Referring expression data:
== Segment start ==
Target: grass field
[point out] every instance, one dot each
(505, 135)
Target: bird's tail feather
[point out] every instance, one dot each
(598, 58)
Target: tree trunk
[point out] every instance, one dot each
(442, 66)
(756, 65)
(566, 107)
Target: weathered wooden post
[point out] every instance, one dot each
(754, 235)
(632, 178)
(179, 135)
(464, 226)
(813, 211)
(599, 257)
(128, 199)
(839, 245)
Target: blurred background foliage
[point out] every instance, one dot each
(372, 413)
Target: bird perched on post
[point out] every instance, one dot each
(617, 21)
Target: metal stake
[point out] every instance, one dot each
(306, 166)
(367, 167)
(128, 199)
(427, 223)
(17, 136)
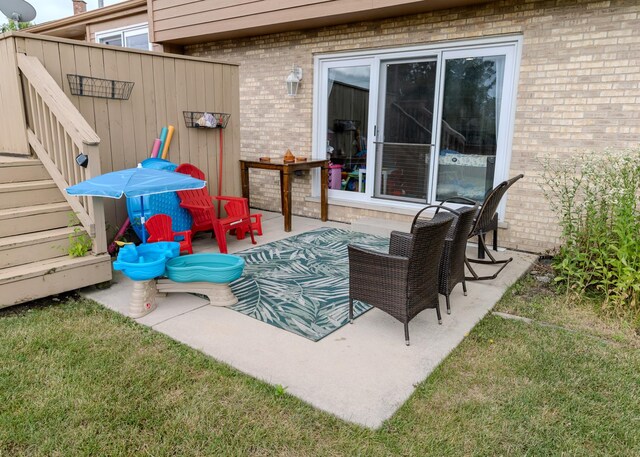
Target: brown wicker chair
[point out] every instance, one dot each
(487, 221)
(452, 262)
(400, 283)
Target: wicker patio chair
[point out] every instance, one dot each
(453, 257)
(400, 283)
(487, 221)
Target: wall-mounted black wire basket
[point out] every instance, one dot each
(205, 120)
(89, 86)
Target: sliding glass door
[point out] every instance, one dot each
(469, 126)
(406, 123)
(414, 126)
(346, 124)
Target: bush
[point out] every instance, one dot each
(596, 197)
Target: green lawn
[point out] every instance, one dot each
(76, 379)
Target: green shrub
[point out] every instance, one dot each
(596, 198)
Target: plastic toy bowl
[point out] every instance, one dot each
(145, 267)
(169, 249)
(218, 268)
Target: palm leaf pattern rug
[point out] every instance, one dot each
(301, 284)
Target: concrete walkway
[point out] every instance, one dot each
(361, 373)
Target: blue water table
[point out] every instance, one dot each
(205, 274)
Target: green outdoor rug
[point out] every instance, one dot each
(301, 284)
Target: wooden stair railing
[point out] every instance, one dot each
(57, 133)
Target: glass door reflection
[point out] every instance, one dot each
(403, 151)
(348, 90)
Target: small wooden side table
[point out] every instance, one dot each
(286, 170)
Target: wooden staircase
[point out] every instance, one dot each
(35, 236)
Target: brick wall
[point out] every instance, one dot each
(578, 91)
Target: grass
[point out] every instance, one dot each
(77, 379)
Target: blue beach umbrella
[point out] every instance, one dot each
(135, 182)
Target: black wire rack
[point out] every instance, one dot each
(205, 119)
(89, 86)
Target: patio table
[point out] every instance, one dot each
(286, 170)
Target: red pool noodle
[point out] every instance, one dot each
(112, 247)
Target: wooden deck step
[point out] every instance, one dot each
(16, 195)
(40, 279)
(32, 247)
(36, 218)
(14, 169)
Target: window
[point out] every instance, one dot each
(136, 37)
(417, 125)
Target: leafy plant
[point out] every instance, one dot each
(79, 242)
(597, 200)
(279, 390)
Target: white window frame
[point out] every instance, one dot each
(124, 32)
(377, 56)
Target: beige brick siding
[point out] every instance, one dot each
(578, 91)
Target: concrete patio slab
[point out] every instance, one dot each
(361, 373)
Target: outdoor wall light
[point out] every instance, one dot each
(82, 160)
(293, 80)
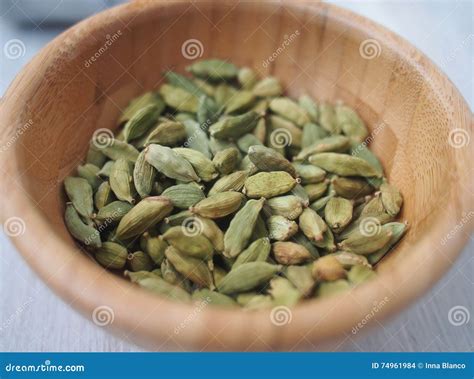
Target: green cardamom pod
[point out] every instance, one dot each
(290, 253)
(202, 165)
(233, 127)
(154, 246)
(268, 87)
(112, 255)
(167, 133)
(140, 261)
(269, 184)
(247, 277)
(351, 124)
(183, 82)
(144, 215)
(311, 108)
(312, 225)
(79, 192)
(332, 288)
(219, 205)
(328, 269)
(231, 182)
(241, 227)
(141, 122)
(288, 206)
(116, 149)
(189, 240)
(144, 175)
(290, 110)
(79, 230)
(170, 163)
(301, 278)
(90, 172)
(225, 161)
(338, 213)
(266, 159)
(194, 269)
(280, 228)
(258, 251)
(391, 199)
(121, 180)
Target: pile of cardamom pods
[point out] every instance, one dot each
(218, 188)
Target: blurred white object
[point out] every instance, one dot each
(53, 11)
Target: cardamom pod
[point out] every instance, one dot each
== Segment end ==
### Your objective
Look above for the line with "Target: metal stake" and the line with "Target: bush", then restate exactly those two lines and all lines between them, with no pictures.

### Solved problem
Target: metal stake
[point out] every instance, one dot each
(306, 166)
(367, 167)
(128, 199)
(427, 223)
(17, 136)
Target: brown wicker chair
[point out] every instance, one dot each
(487, 221)
(452, 262)
(400, 283)
Target: wicker patio chair
[point out] every instance, one dot each
(453, 257)
(400, 283)
(487, 221)
Target: wall-mounted black wire basket
[point out] every instance, one dot each
(205, 120)
(89, 86)
Target: sliding glass door
[point out] every instance, one dot each
(469, 126)
(406, 123)
(414, 126)
(346, 124)
Target: bush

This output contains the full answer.